*Excerto da fonte*.

-=-=-

E anteriormente na contestação o Município de Sintra defendeu-se por excepção, com invocação da prescrição, e por impugnação, de nenhum passo avançando a ineptidão da petição inicial. Aliás, o ora Recorrido nessa peça processual demonstrou compreender perfeitamente os fundamentos do pedido, contraditando o mesmo e impugnando a factualidade que havia sido alegada para o sustentar; basta ler a contestação para o verificar (i.a os art.s 4.º a 8.º, 12.º, 14.º a 68.º, 69.º, 74.º a 79.º e 84.º a 87.º).

Por outro lado, não deixa de assistir razão ao Recorrente quando alega que “da forma como o tribunal descreve, na Decisão recorrida os factos alegados pelo A. resulta que o Tribunal conseguiu perceber, perfeitamente, os factos alegados, sendo certo que a Entidade Demandada (ED) na Contestação apresentada não invoca qualquer ineptidão, nem manifesta qualquer dificuldade em entender a petição, apresentando a sua contestação sem invocar qualquer dificuldade ou prejuízo na elaboração da sua defesa”.

-=-=-

*Listagem*.
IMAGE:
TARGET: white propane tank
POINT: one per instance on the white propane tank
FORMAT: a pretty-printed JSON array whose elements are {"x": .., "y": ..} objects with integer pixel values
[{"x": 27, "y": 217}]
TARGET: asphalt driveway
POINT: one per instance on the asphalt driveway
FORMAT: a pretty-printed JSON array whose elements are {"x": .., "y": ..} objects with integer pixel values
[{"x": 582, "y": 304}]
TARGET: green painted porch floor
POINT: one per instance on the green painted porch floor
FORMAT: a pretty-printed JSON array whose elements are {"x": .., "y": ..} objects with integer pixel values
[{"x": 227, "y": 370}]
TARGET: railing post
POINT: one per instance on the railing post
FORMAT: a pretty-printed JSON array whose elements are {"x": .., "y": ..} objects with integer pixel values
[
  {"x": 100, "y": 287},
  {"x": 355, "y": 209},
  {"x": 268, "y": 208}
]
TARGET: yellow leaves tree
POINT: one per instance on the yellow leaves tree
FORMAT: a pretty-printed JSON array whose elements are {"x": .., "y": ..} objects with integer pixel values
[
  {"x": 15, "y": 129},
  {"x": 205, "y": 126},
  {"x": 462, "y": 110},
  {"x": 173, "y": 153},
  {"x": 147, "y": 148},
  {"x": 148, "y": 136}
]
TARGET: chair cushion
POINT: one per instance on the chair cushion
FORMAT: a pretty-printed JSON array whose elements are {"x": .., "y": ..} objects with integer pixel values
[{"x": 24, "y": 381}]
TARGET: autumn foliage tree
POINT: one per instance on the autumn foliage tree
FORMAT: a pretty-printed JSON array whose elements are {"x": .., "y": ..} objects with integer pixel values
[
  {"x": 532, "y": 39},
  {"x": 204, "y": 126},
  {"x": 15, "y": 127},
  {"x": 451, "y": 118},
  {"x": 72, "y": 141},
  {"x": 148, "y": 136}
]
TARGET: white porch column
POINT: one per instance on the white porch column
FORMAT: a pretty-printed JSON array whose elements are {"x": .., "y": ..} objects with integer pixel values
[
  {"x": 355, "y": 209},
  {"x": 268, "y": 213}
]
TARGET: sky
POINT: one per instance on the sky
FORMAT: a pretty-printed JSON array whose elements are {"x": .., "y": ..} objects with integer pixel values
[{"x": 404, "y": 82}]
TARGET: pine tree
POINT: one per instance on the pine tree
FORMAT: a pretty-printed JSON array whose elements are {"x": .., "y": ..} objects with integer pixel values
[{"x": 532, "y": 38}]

-=-=-

*Enunciado escrito*. Copie na íntegra o excerto sobre a ineptidão da petição inicial, sem alterar qualquer palavra ou sinal de pontuação.

*Resultado do exercício*.
E anteriormente na contestação o Município de Sintra defendeu-se por excepção, com invocação da prescrição, e por impugnação, de nenhum passo avançando a ineptidão da petição inicial. Aliás, o ora Recorrido nessa peça processual demonstrou compreender perfeitamente os fundamentos do pedido, contraditando o mesmo e impugnando a factualidade que havia sido alegada para o sustentar; basta ler a contestação para o verificar (i.a os art.s 4.º a 8.º, 12.º, 14.º a 68.º, 69.º, 74.º a 79.º e 84.º a 87.º).

Por outro lado, não deixa de assistir razão ao Recorrente quando alega que “da forma como o tribunal descreve, na Decisão recorrida os factos alegados pelo A. resulta que o Tribunal conseguiu perceber, perfeitamente, os factos alegados, sendo certo que a Entidade Demandada (ED) na Contestação apresentada não invoca qualquer ineptidão, nem manifesta qualquer dificuldade em entender a petição, apresentando a sua contestação sem invocar qualquer dificuldade ou prejuízo na elaboração da sua defesa”.